Exercise goal:
Write out each line of the listing below that contains the word "black".
* begin Dataset *
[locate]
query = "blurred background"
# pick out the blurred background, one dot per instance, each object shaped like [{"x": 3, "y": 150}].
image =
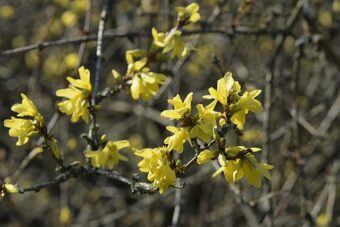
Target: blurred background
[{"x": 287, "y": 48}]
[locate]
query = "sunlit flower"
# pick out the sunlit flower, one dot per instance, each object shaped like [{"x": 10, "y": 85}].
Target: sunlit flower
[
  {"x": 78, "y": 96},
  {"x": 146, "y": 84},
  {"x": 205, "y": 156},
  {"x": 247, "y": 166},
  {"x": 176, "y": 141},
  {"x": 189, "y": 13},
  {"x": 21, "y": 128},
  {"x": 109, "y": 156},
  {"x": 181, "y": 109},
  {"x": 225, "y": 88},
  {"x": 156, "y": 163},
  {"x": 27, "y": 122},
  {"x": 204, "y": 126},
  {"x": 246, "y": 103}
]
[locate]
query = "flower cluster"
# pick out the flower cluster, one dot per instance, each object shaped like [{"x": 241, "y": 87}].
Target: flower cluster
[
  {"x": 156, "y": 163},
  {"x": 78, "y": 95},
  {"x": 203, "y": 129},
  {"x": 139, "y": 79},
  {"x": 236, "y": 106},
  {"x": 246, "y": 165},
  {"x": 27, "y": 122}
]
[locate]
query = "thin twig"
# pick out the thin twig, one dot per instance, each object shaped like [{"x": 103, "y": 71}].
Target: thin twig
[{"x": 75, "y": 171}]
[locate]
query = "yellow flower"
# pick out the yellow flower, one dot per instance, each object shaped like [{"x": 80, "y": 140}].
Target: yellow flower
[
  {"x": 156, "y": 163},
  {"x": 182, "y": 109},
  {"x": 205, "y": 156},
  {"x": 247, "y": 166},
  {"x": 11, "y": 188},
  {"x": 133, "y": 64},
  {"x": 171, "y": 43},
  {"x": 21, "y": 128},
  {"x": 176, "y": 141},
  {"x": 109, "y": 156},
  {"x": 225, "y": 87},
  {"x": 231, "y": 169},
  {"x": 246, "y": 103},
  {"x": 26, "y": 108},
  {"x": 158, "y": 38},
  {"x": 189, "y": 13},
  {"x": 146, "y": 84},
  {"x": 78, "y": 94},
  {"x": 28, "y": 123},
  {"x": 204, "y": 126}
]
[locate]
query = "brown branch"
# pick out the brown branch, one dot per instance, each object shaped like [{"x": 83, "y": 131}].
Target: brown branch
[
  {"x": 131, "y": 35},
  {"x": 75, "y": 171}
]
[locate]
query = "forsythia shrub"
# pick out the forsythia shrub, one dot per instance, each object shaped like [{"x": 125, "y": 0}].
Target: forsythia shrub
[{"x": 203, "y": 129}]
* end Dataset *
* begin Dataset *
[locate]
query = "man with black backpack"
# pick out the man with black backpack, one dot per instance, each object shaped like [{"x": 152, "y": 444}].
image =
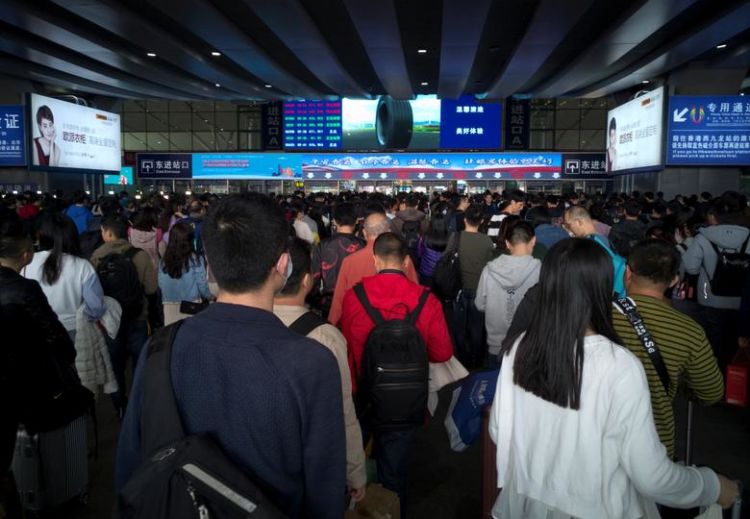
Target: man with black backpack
* end Dataset *
Problem solution:
query = "man with black backpack"
# pick out the man with black backpack, one dot per instance, each object shaped like [{"x": 152, "y": 444}].
Target: man with black backpack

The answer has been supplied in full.